Stored records
++++++++++++++++++++
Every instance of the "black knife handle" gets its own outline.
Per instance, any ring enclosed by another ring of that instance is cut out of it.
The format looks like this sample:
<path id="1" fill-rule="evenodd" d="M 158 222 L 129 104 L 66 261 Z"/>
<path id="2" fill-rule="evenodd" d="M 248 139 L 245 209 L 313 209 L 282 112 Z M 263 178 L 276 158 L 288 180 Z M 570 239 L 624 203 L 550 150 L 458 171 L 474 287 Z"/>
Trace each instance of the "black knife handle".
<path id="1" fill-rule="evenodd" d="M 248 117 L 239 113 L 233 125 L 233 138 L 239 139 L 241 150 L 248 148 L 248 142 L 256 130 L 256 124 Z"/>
++++++++++++++++++++
> [PROBLEM TO WORK ON] Without leaving anything out, give the entries again exactly.

> [OUTPUT OF THE EXERCISE]
Every instance of the "black knife handle" gets its own outline.
Per instance, any ring enclosed by another ring of that instance is cut out of it.
The format looks like this sample:
<path id="1" fill-rule="evenodd" d="M 158 222 L 129 104 L 66 261 Z"/>
<path id="2" fill-rule="evenodd" d="M 248 139 L 245 209 L 313 209 L 282 112 Z M 263 178 L 276 158 L 288 180 Z M 570 239 L 624 203 L 550 150 L 458 171 L 474 287 Z"/>
Trace each instance of the "black knife handle".
<path id="1" fill-rule="evenodd" d="M 248 117 L 239 113 L 233 125 L 233 138 L 239 139 L 241 150 L 248 148 L 248 142 L 256 130 L 256 124 Z"/>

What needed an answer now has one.